Retype each of the records below exactly, leaving the pictures out.
──────────────────────────────
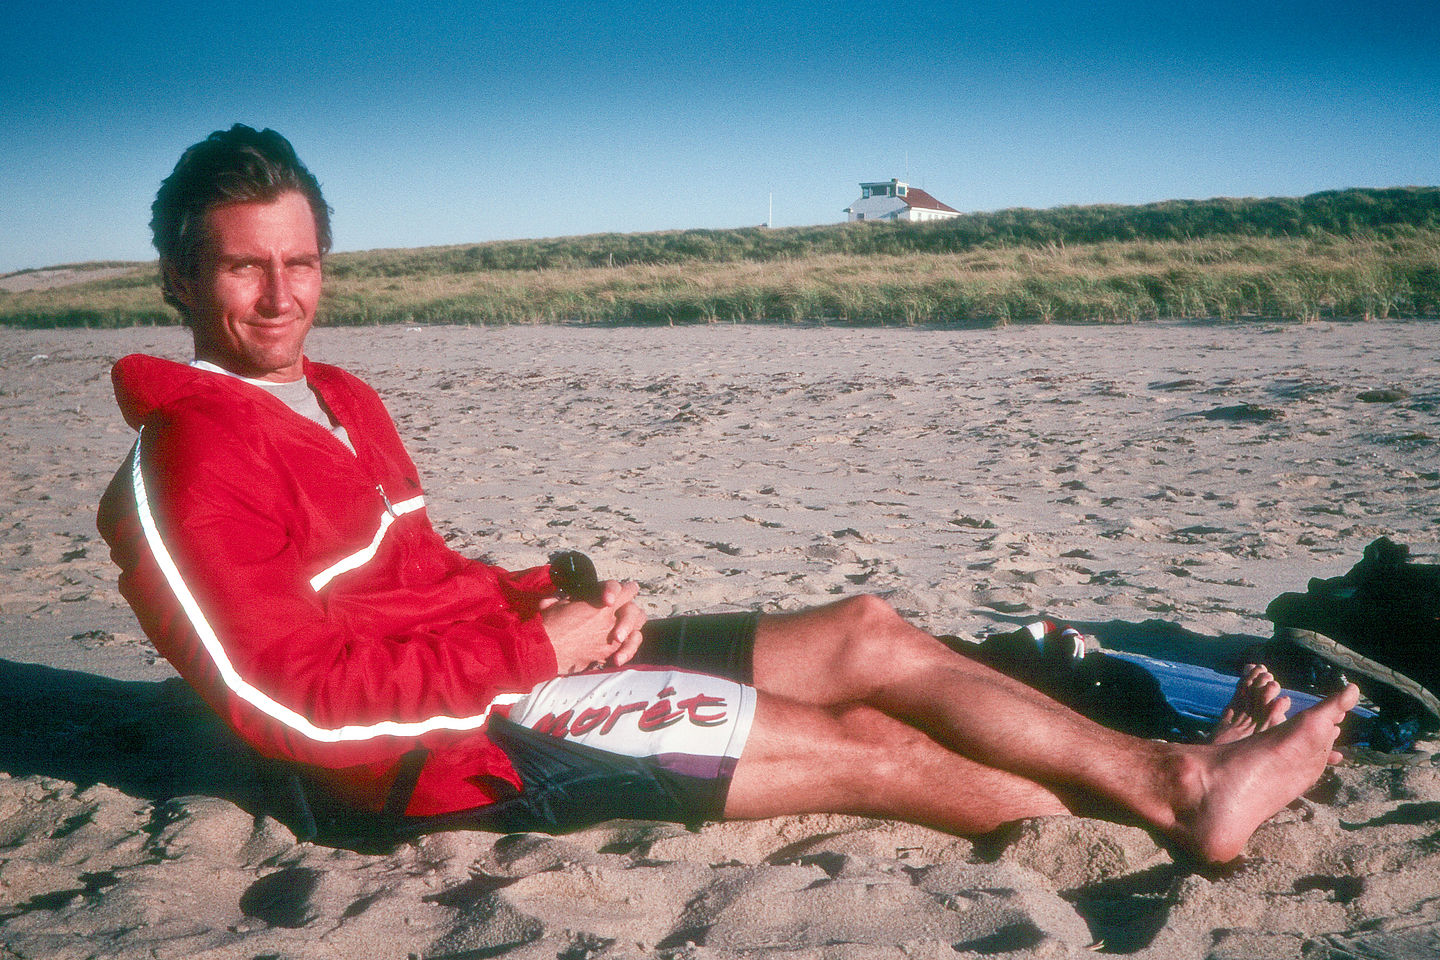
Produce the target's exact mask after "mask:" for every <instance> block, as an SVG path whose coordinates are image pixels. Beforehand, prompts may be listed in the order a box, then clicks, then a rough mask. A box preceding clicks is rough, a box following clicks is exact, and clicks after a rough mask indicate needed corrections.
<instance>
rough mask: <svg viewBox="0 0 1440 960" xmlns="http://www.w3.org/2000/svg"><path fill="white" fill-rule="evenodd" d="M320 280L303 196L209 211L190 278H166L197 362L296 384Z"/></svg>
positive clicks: (228, 369) (280, 199) (319, 256)
mask: <svg viewBox="0 0 1440 960" xmlns="http://www.w3.org/2000/svg"><path fill="white" fill-rule="evenodd" d="M166 269H171V268H170V266H167V268H166ZM320 275H321V269H320V243H318V242H317V239H315V217H314V213H312V212H311V209H310V203H308V201H307V200H305V197H304V196H302V194H300V193H295V191H289V193H282V194H281V196H279V197H278V199H275V200H274V201H272V203H230V204H225V206H219V207H212V209H210V212H209V213H207V214H206V240H204V245H203V248H202V250H200V258H199V263H197V266H196V269H194V273H193V275H184V273H180V272H179V271H176V272H171V273H170V276H171V281H173V282H171V285H173V288H174V291H176V295H177V296H179V299H180V301H181V302H183V304H184V305H186V308H187V312H189V321H190V327H192V330H193V332H194V353H196V360H209V361H210V363H215V364H217V366H220V367H225V368H226V370H229V371H230V373H238V374H240V376H242V377H251V379H252V380H272V381H276V383H285V381H291V380H300V379H301V376H304V373H302V367H301V358H302V353H304V347H305V334H308V332H310V325H311V322H312V321H314V320H315V305H317V304H318V302H320Z"/></svg>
──────────────────────────────
■ **Solution for this task**:
Produce the target's exact mask after "mask:" for every <instance> block, as an SVG path whose coordinates are image pixels. Beforehand, prompts may be listed in the order a box, then clicks, then a rough mask. A box preceding clicks is rough, a box following clicks is exact, and clicks after a rough mask indicate needed corrections.
<instance>
rough mask: <svg viewBox="0 0 1440 960" xmlns="http://www.w3.org/2000/svg"><path fill="white" fill-rule="evenodd" d="M320 280L303 196L209 211L190 278H166L197 362L296 384Z"/></svg>
positive clicks: (228, 369) (280, 199) (319, 256)
mask: <svg viewBox="0 0 1440 960" xmlns="http://www.w3.org/2000/svg"><path fill="white" fill-rule="evenodd" d="M166 269H171V268H170V266H167V268H166ZM320 275H321V269H320V243H318V242H317V239H315V217H314V213H312V212H311V209H310V203H308V201H307V200H305V197H304V196H302V194H300V193H295V191H289V193H282V194H281V196H279V197H278V199H275V200H274V201H272V203H230V204H225V206H219V207H212V209H210V212H209V213H207V214H206V240H204V245H203V248H202V250H200V258H199V263H197V266H196V269H194V273H193V275H184V273H180V272H179V271H176V272H171V273H170V276H171V281H173V282H171V285H173V288H174V291H176V295H177V296H179V299H180V301H181V302H183V304H184V305H186V308H187V312H189V321H190V327H192V330H193V332H194V353H196V360H209V361H210V363H215V364H217V366H220V367H225V368H226V370H229V371H230V373H238V374H240V376H242V377H251V379H252V380H272V381H276V383H285V381H291V380H300V379H301V376H304V373H302V367H301V358H302V353H304V347H305V334H308V332H310V325H311V322H312V321H314V320H315V305H317V304H318V302H320Z"/></svg>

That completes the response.